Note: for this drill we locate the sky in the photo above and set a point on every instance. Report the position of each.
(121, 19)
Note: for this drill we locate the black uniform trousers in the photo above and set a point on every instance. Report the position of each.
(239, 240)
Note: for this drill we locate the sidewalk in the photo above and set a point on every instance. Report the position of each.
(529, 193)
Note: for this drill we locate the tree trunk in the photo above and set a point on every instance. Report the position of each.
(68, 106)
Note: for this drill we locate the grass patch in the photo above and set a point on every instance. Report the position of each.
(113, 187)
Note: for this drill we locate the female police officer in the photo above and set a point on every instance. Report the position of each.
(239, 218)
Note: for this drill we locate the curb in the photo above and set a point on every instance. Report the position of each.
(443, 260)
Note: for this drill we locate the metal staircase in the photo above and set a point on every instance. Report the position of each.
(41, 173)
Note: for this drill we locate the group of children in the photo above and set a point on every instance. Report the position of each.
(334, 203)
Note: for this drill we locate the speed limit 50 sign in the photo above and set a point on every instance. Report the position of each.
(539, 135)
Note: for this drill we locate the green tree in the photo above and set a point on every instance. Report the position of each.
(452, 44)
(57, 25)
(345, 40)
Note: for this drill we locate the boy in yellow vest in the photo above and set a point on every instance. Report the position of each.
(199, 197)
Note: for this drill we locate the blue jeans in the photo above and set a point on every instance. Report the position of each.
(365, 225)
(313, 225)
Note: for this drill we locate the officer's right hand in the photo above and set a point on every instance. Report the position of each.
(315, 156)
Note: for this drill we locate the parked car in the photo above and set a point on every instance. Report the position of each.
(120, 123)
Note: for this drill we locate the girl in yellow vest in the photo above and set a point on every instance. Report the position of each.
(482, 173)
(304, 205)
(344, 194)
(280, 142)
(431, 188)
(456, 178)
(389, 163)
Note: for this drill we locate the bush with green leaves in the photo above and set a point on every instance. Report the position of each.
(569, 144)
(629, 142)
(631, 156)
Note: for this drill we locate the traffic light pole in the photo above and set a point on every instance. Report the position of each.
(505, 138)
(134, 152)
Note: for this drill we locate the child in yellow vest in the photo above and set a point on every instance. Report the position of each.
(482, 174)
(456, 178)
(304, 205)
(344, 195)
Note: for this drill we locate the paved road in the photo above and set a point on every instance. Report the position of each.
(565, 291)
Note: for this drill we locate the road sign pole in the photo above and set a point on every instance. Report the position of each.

* * * * *

## [What the exercise asks]
Exact reproduction of the listing above is required.

## [Response area]
Note: for this drill we locate the sky in the photo above and set a point on every instance. Report the position of each.
(121, 19)
Note: for this drill we locate the black uniform trousers in the photo above and set a point on every instance. Report the position of each.
(239, 240)
Note: for this drill we locate the sidewalk in the photo above and set a point on every instance. Report the position of each.
(529, 193)
Note: for this drill we locate the tree trunk in the photo above and set a point on every instance. Report the position of each.
(68, 106)
Note: for this drill we locate the grass patch in the photo above and set a point on every instance. Report the position of each.
(113, 187)
Note: for this drill we locate the female police officer in the photo above and set a point on every instance. Report the position of each.
(239, 218)
Note: for this drill we locate the curb in the photo above and set a point on every instance. Report the position of each.
(443, 260)
Note: for this drill we locate the metal staircase in the photo above and set a point on every instance. Report the position of each.
(41, 173)
Note: for this drill we locate the group of children in the photo above and set a point on every instance. Report the position of each.
(334, 203)
Note: for this drill we locate the speed limit 50 sign in the photo above and set a point on every instance. Report the position of each.
(539, 135)
Note: for this drill we locate the green tree in the photo above and set a point on every instance. Report the position of each.
(452, 44)
(57, 25)
(345, 40)
Note: for this drill we locate the boy in yellow vest in the photo above and set a point on every instance. Report the position of each.
(199, 197)
Note: for this drill we locate the blue jeans in the photo above and set a point on every instance. Report the position of each.
(365, 225)
(313, 225)
Note: for this drill we locate the officer's right hand in the photo above and set a point on every instance. Report the position of each.
(315, 156)
Note: for this drill we locate the parked car in the photo above and set a point on every instance. Report the position of each.
(120, 123)
Note: for this drill we locate the girl in yellow vest in the photo above and set a point on every instance. Report the position of each.
(482, 173)
(304, 205)
(344, 194)
(280, 142)
(431, 188)
(456, 178)
(389, 163)
Note: for this drill we locate the bush with green leaves in the photo above and set a point on every instance. Report the position of each.
(569, 144)
(629, 142)
(631, 156)
Note: for this drill we locate the traffic light pole in the photo above and set a point on every instance. Report the position of each.
(505, 138)
(134, 152)
Note: for this drill we locate the child in yellow vest in the photo above and set a point on every instance. Report the position of each.
(482, 174)
(456, 178)
(304, 205)
(344, 195)
Note: for this drill we locate the paved road in the photo above and set a point on every instance. Report the position of each.
(565, 291)
Note: for this drill we locate the road sign pole in the photo above and set a point on every instance. Report the position of each.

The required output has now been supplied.